→ WORK ORDER
Verbatim copy without images: return all of the data as it stands.

→ EXERCISE INPUTS
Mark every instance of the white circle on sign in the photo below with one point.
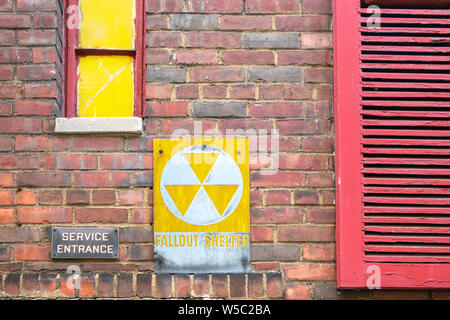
(201, 185)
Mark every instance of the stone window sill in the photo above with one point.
(122, 125)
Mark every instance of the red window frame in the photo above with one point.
(72, 54)
(352, 271)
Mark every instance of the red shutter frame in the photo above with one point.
(71, 54)
(353, 269)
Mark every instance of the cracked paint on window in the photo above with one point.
(105, 86)
(107, 24)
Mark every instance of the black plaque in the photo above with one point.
(85, 243)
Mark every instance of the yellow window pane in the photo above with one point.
(105, 86)
(107, 24)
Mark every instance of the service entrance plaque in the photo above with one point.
(85, 243)
(202, 206)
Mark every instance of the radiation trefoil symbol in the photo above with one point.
(201, 185)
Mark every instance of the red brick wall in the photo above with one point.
(263, 64)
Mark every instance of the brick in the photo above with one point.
(101, 179)
(195, 57)
(6, 5)
(257, 57)
(316, 6)
(70, 161)
(255, 285)
(230, 6)
(12, 284)
(105, 287)
(218, 74)
(298, 92)
(262, 234)
(5, 110)
(304, 57)
(161, 39)
(36, 5)
(158, 92)
(143, 179)
(156, 22)
(101, 215)
(77, 197)
(306, 197)
(27, 198)
(163, 285)
(274, 285)
(32, 253)
(182, 286)
(297, 292)
(44, 54)
(276, 110)
(278, 197)
(6, 179)
(243, 92)
(274, 74)
(279, 179)
(215, 92)
(34, 108)
(317, 252)
(144, 285)
(194, 21)
(306, 233)
(317, 271)
(316, 41)
(97, 144)
(219, 109)
(127, 162)
(125, 285)
(164, 6)
(135, 234)
(234, 22)
(274, 40)
(140, 252)
(6, 215)
(302, 127)
(44, 215)
(36, 72)
(304, 23)
(272, 6)
(36, 37)
(48, 282)
(40, 143)
(51, 198)
(13, 55)
(44, 179)
(157, 56)
(219, 286)
(14, 21)
(237, 286)
(30, 283)
(278, 252)
(45, 21)
(103, 197)
(40, 90)
(167, 109)
(166, 74)
(303, 162)
(227, 40)
(11, 90)
(7, 197)
(201, 285)
(187, 92)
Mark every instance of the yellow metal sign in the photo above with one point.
(202, 205)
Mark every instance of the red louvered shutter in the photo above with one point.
(392, 107)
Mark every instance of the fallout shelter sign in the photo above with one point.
(202, 206)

→ ANSWER BOX
Mark every instance of the white circle on sign in the photo below with one point.
(201, 185)
Mark every instance of the stone window sill in the photo above with one point.
(122, 125)
Mark every instance of the red window frame in the photo above with one point.
(72, 54)
(352, 271)
Mark every instance of the red shutter frame in the photo above with one point.
(71, 54)
(353, 269)
Mark every instance of the cracked paint on window in the photo above with one point.
(105, 86)
(107, 24)
Mark every instance of the black plaque in the photo above with one point.
(85, 243)
Mark every instance of the yellow window pane in the photo above with one point.
(105, 86)
(107, 24)
Mark every instance of the service entrance plaque in the photo above with one point.
(85, 243)
(202, 206)
Mark every instance of the radiation trefoil symbol in the photo above with one point.
(201, 185)
Mark every instance of the red brick wall in the photo above with one point.
(263, 64)
Mark every instance of the brick in the photo above with one point.
(101, 179)
(195, 57)
(6, 5)
(257, 57)
(316, 6)
(70, 161)
(255, 285)
(230, 6)
(12, 284)
(105, 287)
(218, 74)
(298, 92)
(262, 234)
(5, 110)
(304, 57)
(161, 39)
(36, 5)
(158, 92)
(143, 179)
(156, 22)
(101, 215)
(77, 197)
(306, 197)
(27, 198)
(163, 285)
(274, 285)
(32, 253)
(182, 286)
(297, 292)
(44, 54)
(276, 110)
(278, 197)
(6, 179)
(243, 92)
(274, 74)
(279, 179)
(215, 92)
(34, 108)
(317, 252)
(144, 285)
(194, 21)
(306, 233)
(317, 271)
(316, 41)
(97, 144)
(219, 109)
(127, 162)
(125, 285)
(164, 6)
(135, 234)
(234, 22)
(274, 40)
(140, 252)
(6, 215)
(302, 127)
(44, 215)
(36, 72)
(304, 23)
(272, 6)
(36, 37)
(48, 282)
(40, 143)
(51, 198)
(13, 55)
(44, 179)
(157, 56)
(219, 286)
(14, 21)
(237, 286)
(30, 283)
(278, 252)
(45, 21)
(103, 197)
(40, 90)
(167, 109)
(166, 74)
(303, 162)
(227, 40)
(11, 90)
(7, 197)
(201, 285)
(187, 92)
Mark every instance of the yellow metal sign in the photo above with one point.
(202, 205)
Mark every instance of the red louvered shutter in the photo above with one point.
(392, 107)
Mark every instance of the fallout shelter sign in the photo above with one point.
(202, 206)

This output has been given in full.